__SELECTED PASSAGE__
________

Last modified: December 2022

URL: https://cxc.cfa.harvard.edu/ciao/ahelp/dmgroup.html
AHELP for CIAO 4.15

dmgroup

Context: Tools::Table

Synopsis

Group a specified column in a table with various options

Syntax

dmgroup infile outfile grouptype grouptypeval binspec xcolumn ycolumn
[tabspec] [tabcolumn] [stopspec] [stopcolumn] [errcolumn] [maxlength]
[clobber] [verbose]

Description

'dmgroup' takes as input a FITS table, and generates a new table by grouping elements of the column 'xcolumn' in the user specified column 'ycolumn'. Elements in 'xcolumn' are grouped according to the grouping method chosen (NONE, BIN, SNR, NUM_BINS, NUM_CTS, ADAPTIVE, ADAPTIVE_SNR, BIN_WIDTH, MIN_SLOPE, MAX_SLOPE, BIN_FILE). The various grouping methods each have required and optional parameters. With the exception of the NONE method, the tabspec, tabcolumn, stopspec, and stopcolum parameters may be used to restrict and refine the grouping using any method. Note that input files may also be stacks ('@stackfile.txt') provided the number of input files matches the number of output files in both infile and outfile stacks.

________

__WHAT IS ASKED__
a: From the dmgroup help page, list every optional parameter that appears in square brackets in the syntax.
b: Answer these questions using the dmgroup help page:
(i) Which CIAO version is the help page for?
(ii) What kind of file does dmgroup take as input?
(iii) Which grouping method cannot use the tabspec, tabcolumn, stopspec, and stopcolumn parameters?

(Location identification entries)
________

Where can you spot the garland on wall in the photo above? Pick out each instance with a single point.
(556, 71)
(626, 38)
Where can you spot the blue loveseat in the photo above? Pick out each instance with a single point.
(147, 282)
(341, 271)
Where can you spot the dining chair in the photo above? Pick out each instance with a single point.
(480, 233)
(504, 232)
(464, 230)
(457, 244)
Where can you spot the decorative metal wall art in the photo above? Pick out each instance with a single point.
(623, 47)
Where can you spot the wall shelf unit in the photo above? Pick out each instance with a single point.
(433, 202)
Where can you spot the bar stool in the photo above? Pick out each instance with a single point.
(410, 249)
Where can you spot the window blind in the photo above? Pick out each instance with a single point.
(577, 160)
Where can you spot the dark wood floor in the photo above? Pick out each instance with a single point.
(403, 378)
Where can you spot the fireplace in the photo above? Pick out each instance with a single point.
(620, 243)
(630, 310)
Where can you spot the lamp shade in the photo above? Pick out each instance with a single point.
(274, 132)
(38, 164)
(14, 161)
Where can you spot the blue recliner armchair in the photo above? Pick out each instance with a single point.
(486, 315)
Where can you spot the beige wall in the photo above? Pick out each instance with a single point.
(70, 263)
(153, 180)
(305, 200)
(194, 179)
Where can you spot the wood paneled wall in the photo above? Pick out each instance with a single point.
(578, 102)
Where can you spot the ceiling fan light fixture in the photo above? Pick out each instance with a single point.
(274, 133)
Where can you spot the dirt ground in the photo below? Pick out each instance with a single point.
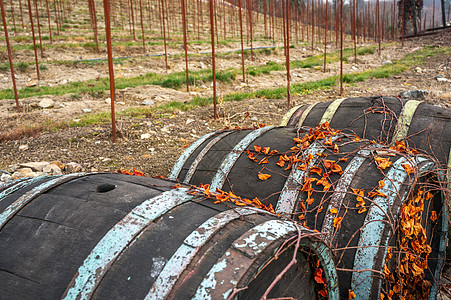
(169, 132)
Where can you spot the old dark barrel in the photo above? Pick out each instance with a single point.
(358, 232)
(111, 236)
(383, 119)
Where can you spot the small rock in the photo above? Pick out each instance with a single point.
(52, 169)
(73, 167)
(36, 166)
(58, 163)
(414, 94)
(441, 78)
(46, 103)
(147, 102)
(6, 178)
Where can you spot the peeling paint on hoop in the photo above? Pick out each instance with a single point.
(186, 154)
(232, 157)
(17, 205)
(371, 233)
(116, 240)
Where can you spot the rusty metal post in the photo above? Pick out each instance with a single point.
(48, 18)
(402, 24)
(325, 41)
(12, 14)
(56, 18)
(288, 53)
(164, 35)
(39, 27)
(142, 25)
(313, 22)
(212, 29)
(133, 19)
(34, 39)
(9, 56)
(21, 14)
(251, 27)
(185, 43)
(341, 47)
(106, 8)
(241, 35)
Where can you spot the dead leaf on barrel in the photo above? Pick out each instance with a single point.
(252, 157)
(328, 163)
(433, 216)
(323, 293)
(262, 176)
(328, 142)
(319, 275)
(376, 193)
(383, 162)
(263, 161)
(336, 169)
(408, 168)
(316, 170)
(337, 221)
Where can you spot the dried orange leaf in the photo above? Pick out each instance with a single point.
(316, 170)
(328, 142)
(336, 169)
(433, 216)
(362, 210)
(408, 168)
(377, 193)
(263, 161)
(262, 176)
(337, 221)
(383, 162)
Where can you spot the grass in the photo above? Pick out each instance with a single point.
(397, 67)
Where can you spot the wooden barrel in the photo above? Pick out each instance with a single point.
(383, 119)
(111, 236)
(235, 160)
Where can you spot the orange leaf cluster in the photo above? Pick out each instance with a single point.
(134, 172)
(220, 196)
(408, 281)
(383, 162)
(360, 202)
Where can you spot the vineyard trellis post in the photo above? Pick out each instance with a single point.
(5, 27)
(106, 7)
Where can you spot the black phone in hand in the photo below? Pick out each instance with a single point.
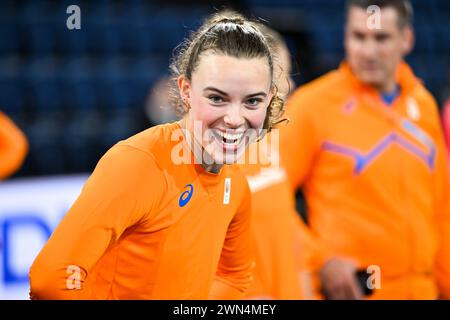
(362, 276)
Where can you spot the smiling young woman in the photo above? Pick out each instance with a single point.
(147, 227)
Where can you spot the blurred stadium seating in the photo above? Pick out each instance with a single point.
(75, 93)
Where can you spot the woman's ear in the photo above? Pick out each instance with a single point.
(185, 87)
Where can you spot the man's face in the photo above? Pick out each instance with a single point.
(373, 54)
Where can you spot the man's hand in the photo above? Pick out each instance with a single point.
(338, 280)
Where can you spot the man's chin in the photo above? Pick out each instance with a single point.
(371, 78)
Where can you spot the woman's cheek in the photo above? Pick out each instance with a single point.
(257, 117)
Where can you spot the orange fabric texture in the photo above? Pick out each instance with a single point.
(279, 233)
(375, 178)
(146, 228)
(13, 147)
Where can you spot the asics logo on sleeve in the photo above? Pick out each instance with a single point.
(186, 195)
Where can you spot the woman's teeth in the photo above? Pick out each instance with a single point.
(230, 138)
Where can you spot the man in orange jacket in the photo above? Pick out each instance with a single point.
(365, 144)
(446, 123)
(13, 147)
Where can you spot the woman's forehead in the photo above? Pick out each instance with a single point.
(219, 69)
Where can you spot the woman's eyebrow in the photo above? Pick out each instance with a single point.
(226, 94)
(216, 90)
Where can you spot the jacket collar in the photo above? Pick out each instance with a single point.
(404, 76)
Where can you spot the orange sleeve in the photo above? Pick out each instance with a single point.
(234, 273)
(442, 192)
(13, 147)
(123, 190)
(299, 139)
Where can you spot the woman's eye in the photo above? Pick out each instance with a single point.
(253, 102)
(215, 99)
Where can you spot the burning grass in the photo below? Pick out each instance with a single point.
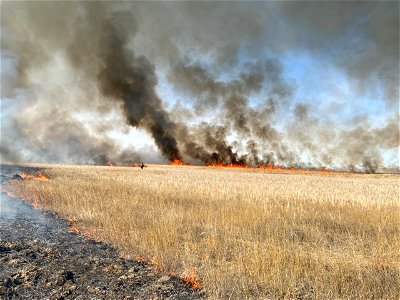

________

__REPLIES__
a: tabspec, tabcolumn, stopspec, stopcolumn, errcolumn, maxlength, clobber, verbose

b:
(i) CIAO 4.15
(ii) A FITS table
(iii) NONE